→ Exercise inputs
────

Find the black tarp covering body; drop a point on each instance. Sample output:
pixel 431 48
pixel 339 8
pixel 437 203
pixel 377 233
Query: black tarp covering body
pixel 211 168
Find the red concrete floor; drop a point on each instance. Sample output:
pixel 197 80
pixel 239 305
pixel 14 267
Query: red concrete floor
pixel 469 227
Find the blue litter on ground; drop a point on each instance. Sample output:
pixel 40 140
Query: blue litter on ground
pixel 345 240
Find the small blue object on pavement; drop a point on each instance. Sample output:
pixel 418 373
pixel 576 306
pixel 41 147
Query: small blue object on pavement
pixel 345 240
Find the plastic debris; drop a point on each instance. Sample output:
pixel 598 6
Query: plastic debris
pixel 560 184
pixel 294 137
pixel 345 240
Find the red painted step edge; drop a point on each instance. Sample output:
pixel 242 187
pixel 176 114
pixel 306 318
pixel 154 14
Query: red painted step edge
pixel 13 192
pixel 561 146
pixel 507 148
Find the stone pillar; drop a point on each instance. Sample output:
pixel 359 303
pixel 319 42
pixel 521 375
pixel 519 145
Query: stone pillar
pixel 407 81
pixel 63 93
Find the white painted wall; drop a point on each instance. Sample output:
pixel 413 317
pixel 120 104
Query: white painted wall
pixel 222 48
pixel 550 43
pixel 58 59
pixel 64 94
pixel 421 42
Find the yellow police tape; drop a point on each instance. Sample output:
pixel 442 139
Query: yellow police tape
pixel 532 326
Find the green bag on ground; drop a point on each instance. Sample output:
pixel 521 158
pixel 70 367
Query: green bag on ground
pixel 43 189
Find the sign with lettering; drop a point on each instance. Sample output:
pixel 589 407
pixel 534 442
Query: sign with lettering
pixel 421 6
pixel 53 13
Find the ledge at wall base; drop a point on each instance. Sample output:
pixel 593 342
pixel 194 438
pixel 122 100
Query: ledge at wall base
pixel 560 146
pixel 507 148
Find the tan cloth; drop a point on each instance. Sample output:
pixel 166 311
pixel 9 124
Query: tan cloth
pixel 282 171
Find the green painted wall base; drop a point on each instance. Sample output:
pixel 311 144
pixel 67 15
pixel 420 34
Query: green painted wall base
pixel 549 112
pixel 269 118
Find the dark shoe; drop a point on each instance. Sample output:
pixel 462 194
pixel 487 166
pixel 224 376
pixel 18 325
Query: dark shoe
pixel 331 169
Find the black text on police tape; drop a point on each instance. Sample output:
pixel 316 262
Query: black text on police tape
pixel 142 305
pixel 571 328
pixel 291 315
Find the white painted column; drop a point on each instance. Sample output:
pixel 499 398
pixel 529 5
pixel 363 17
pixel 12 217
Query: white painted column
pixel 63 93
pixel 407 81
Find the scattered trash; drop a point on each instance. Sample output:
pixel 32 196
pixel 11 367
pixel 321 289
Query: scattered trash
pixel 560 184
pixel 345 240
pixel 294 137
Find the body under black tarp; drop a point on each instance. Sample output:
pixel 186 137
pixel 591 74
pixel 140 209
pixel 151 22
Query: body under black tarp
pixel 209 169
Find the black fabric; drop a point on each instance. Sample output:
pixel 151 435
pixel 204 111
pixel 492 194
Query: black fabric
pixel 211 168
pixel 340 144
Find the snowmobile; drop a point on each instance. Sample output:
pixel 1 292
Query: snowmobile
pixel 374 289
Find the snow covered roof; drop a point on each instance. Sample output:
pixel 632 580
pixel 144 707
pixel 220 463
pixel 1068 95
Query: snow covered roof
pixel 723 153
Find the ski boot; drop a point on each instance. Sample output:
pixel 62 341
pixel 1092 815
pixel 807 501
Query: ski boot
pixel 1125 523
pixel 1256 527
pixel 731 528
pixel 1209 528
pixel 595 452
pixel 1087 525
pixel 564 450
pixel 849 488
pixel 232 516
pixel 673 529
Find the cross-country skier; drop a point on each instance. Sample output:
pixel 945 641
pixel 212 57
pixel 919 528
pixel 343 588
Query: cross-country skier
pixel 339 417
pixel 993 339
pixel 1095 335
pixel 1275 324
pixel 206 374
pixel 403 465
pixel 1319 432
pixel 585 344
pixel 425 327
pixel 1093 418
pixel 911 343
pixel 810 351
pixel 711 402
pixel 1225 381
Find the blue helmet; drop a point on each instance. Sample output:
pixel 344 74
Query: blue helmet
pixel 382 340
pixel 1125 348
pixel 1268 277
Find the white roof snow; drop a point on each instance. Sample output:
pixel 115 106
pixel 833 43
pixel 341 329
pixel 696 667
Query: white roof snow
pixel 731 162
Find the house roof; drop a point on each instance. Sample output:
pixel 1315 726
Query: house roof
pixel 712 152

────

→ Exercise
Can you give the entries again from the line containing "Find the green painted" through the line containing "pixel 291 315", substituting "black boot" for "dark shoe" and changing nothing else?

→ Answer to this problem
Find the green painted wall base; drop a point on each instance. Sample output:
pixel 311 144
pixel 67 15
pixel 420 34
Query: green painted wall base
pixel 549 112
pixel 269 118
Find the black boot; drop a point on each instance. Sample output:
pixel 462 194
pixel 487 166
pixel 224 376
pixel 18 325
Query: black boot
pixel 331 169
Find the black text on police tape; drop a point on each instance. Sample output:
pixel 316 262
Query: black text on police tape
pixel 142 305
pixel 571 328
pixel 291 315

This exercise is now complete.